## Provided records
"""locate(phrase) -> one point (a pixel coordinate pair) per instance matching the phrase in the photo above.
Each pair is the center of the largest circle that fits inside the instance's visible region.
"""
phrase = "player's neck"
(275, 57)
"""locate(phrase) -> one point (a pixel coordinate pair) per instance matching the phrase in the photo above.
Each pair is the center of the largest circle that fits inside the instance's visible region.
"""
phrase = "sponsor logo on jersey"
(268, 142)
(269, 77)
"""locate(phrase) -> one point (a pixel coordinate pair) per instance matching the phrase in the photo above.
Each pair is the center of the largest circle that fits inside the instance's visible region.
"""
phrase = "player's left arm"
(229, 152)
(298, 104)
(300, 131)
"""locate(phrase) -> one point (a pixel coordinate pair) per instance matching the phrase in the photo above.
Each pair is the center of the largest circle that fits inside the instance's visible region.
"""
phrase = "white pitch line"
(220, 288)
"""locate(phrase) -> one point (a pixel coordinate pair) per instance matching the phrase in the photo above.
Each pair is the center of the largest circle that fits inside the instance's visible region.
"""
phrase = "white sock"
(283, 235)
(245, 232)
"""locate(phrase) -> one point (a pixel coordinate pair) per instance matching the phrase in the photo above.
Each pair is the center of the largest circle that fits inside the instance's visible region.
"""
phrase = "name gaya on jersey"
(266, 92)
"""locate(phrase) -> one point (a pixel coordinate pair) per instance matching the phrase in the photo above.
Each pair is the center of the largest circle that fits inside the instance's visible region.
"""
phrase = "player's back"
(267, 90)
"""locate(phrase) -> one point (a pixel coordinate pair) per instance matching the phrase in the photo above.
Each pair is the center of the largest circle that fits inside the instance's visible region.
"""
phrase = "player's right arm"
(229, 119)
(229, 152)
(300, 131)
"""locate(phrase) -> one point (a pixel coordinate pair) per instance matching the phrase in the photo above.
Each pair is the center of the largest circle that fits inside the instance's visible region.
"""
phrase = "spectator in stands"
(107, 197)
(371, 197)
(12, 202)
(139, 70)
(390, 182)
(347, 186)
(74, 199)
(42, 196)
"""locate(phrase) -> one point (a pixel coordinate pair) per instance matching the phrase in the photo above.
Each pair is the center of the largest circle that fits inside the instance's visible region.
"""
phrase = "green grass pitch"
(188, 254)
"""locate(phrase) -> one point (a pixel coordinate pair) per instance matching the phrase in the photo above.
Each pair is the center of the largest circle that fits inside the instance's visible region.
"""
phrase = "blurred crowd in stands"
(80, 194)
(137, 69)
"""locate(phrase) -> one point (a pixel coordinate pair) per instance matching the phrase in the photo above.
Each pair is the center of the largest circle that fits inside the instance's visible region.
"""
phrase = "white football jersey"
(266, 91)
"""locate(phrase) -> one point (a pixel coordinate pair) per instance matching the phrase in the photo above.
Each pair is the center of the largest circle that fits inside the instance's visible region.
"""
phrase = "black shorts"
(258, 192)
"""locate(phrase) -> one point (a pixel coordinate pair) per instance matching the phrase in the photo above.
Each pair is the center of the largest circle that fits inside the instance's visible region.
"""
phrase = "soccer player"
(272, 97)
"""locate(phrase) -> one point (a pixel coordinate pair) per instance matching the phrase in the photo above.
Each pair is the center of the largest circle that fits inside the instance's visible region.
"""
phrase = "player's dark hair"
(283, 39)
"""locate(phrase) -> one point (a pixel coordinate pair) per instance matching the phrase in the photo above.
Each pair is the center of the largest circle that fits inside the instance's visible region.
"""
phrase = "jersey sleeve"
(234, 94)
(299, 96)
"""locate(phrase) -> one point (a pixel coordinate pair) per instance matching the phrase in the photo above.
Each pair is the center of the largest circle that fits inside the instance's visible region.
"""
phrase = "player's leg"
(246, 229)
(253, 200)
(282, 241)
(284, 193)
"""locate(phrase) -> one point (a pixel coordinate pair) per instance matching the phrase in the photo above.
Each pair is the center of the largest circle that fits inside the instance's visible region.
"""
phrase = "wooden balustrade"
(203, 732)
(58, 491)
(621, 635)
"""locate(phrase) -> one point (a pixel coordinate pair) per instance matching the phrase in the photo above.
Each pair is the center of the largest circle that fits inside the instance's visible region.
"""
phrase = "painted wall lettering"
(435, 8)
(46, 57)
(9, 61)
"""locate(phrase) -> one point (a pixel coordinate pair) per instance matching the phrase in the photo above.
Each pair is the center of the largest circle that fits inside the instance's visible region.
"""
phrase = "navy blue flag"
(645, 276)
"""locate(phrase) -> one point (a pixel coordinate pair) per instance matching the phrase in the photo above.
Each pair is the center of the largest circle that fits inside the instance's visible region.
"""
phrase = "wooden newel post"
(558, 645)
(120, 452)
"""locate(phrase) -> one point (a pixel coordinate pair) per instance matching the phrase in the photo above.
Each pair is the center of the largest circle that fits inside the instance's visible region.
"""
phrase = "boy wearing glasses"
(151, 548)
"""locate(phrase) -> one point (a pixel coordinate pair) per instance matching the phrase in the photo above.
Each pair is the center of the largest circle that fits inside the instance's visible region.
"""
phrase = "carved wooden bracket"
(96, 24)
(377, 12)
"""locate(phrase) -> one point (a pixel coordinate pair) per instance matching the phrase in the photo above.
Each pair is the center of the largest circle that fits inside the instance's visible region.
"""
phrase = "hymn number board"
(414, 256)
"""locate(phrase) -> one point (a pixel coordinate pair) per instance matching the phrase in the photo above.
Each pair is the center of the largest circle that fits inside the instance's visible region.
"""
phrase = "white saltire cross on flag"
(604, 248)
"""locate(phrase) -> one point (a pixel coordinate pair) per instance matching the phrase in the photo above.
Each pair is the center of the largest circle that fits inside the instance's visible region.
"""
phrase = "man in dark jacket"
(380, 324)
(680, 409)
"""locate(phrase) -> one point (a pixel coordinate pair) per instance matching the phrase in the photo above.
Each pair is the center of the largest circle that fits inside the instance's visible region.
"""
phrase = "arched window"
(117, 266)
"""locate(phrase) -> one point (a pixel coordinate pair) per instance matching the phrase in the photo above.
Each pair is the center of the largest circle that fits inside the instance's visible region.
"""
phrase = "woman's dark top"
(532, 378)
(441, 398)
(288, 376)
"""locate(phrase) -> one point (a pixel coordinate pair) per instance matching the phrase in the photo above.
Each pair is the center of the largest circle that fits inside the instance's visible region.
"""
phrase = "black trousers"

## Try it
Copy out every record exactly.

## Task output
"""locate(phrase) -> one point (a pixel coordinate pair) per instance matching the phrase in the photo above.
Each pair is the center of the largest circle that fits inside the instance's visible region.
"""
phrase = "player's neck"
(275, 57)
"""locate(phrase) -> one point (a pixel coordinate pair) per instance matching the phrase in the photo above.
Each pair is the center of the largest circle that fits inside the instance's visible region.
"""
phrase = "sponsor logo on jersey"
(268, 142)
(269, 77)
"""locate(phrase) -> one point (a pixel coordinate pair) per instance matching the phrase in the photo above.
Each pair is the center of the largest circle that fits inside the instance's visible region.
"""
phrase = "player's left arm"
(229, 152)
(298, 104)
(300, 131)
"""locate(phrase) -> one point (a pixel coordinate pair) per instance matching the phrase in the photo above.
Each pair is the center of the largest circle that fits inside the instance's visible region.
"""
phrase = "white pitch line"
(220, 288)
"""locate(phrase) -> one point (a pixel coordinate pair) per instance matching the phrase in the photo above.
Each pair is the center of the largest circle that fits inside the instance's visible region.
"""
phrase = "white sock"
(283, 235)
(245, 232)
"""locate(phrase) -> one point (a pixel coordinate pair) per instance matching the phrase in the photo above.
Each pair is the center of the largest circle that fits inside the instance's visible region.
"""
phrase = "name gaya on jersey"
(266, 92)
"""locate(phrase) -> one point (a pixel coordinate pair) per instance matching the phrase in the photo above.
Each pair is the center of the largest circle that fits inside the instance's visible region.
"""
phrase = "player's back"
(267, 90)
"""locate(phrase) -> one point (a pixel coordinate pair) per instance matching the phrase in the photo above.
Each pair is the center of the largest circle that fits inside the instance's visible region.
"""
phrase = "player's right arm"
(229, 119)
(229, 152)
(300, 131)
"""locate(phrase) -> one point (a pixel coordinate pair) per instance matching the phrase in the photo above.
Each pair is the center of the largest circle that fits inside the instance's visible region.
"""
phrase = "spectator in stands"
(107, 197)
(371, 197)
(12, 202)
(139, 70)
(390, 182)
(347, 186)
(74, 199)
(42, 196)
"""locate(phrase) -> one point (a pixel coordinate pair) per instance matching the phrase in the photo above.
Each pair is the center of the largest circle that fits inside the instance's visible region.
"""
phrase = "green grass pitch"
(188, 254)
"""locate(phrase) -> one point (a pixel coordinate pair) per instance matching the phrase in the photo above.
Each pair is the center of the largest circle that fits inside the instance's visible region.
"""
phrase = "blurred crowd in stands"
(80, 194)
(137, 69)
"""locate(phrase) -> one point (a pixel coordinate pair) per instance matching the phrase in the photo above.
Each pair is the center of the largest circle that fits inside the instance's visible region.
"""
phrase = "white football jersey"
(266, 91)
"""locate(phrase) -> one point (a pixel coordinate pair) per instance matching the phrase in the photo above.
Each pair is the center of the largest circle that fits inside the instance's visible region.
"""
phrase = "black shorts"
(258, 192)
"""locate(phrase) -> one point (a pixel coordinate pair) per instance matching the phrase in the photo above.
Each pair is the center of the largest circle that fits inside the instance's visible region.
"""
phrase = "soccer player"
(272, 97)
"""locate(phrase) -> one point (a pixel coordinate pair) per instance matching the phrase in the photo above.
Each pair is the center of the largest circle that fits inside the instance's visible region.
"""
phrase = "player's dark hair"
(283, 39)
"""locate(phrase) -> one point (a pixel coordinate pair) per instance matching the phrase in the photo above.
Each pair is the center of the largest circle that fits inside the instance's visible region.
"""
phrase = "jersey sleeve"
(234, 94)
(299, 96)
"""locate(phrase) -> one point (a pixel coordinate pair) per instance matching the phrase in the photo above.
Each pair is the center of the largest circle that fits inside the instance's visible region.
"""
phrase = "player's leg"
(246, 229)
(253, 200)
(282, 241)
(284, 193)
"""locate(phrase) -> one point (a pixel coordinate pair) per instance matching the phrase in the photo above.
Each pair is the center of the largest circle that fits inside the instance's visible region.
"""
phrase = "wooden balustrade"
(203, 732)
(58, 491)
(621, 635)
"""locate(phrase) -> one point (a pixel coordinate pair) per instance matching the phrase in the photo above.
Each pair is the center of the largest circle that fits inside the instance's visible region.
"""
phrase = "painted wall lettering"
(435, 8)
(46, 57)
(9, 61)
"""locate(phrase) -> one point (a pixel coordinate pair) per instance matching the phrase in the photo above.
Each pair is the center of the largest circle that fits inside the instance's visible region.
"""
phrase = "navy blue flag"
(645, 276)
"""locate(phrase) -> one point (a pixel coordinate pair) per instance matching the phrase in the photo above.
Each pair is the center of the largest circle that fits inside the instance's visible region.
"""
phrase = "wooden newel post"
(558, 645)
(120, 452)
"""locate(phrase) -> one point (a pixel coordinate pair) per instance matching the phrase in the photo above.
Each pair is the center of the largest circle that fits inside the instance's visible region.
"""
phrase = "boy wearing glasses"
(151, 548)
"""locate(phrase) -> one point (a pixel coordinate pair) per instance matching the phrase in the photo above.
Each pair is the center of the largest circle that fits inside the instance's visible region.
"""
phrase = "carved wooden bracket"
(96, 24)
(377, 12)
"""locate(phrase) -> one point (a pixel coordinate pair) per instance matching the phrase in the photo above.
Each pair is the center of the largest circle that fits inside the instance's visible region.
"""
phrase = "hymn number board"
(414, 256)
"""locate(phrase) -> one point (a pixel coordinate pair) per instance matching the phrase in the photo above.
Each pair is the center of the largest circle that fits inside the instance's visible region.
"""
phrase = "white saltire cross on flag"
(604, 248)
"""locate(phrase) -> one point (a pixel coordinate pair) per instance matching the phrase in the photo above.
Each pair is the center of the largest circle that fits inside the instance's visible region.
"""
phrase = "man in dark jacket"
(380, 324)
(680, 409)
"""locate(phrase) -> one point (a pixel coordinate pair) per instance matching the phrase in the photo above.
Each pair is the center of the largest circle that fits inside the instance's visible region.
"""
phrase = "arched window"
(117, 266)
"""locate(phrase) -> one point (a pixel coordinate pair) per instance matching the phrase in the photo above.
Each pair is the center of the largest circle that fits inside the instance's visible region.
"""
phrase = "woman's dark top"
(532, 378)
(441, 398)
(288, 376)
"""locate(phrase) -> one point (a pixel coordinate pair) per instance matching the phrase in the photo above.
Each pair is the center of the largest circle that fits inside the instance's visible region.
"""
phrase = "black trousers"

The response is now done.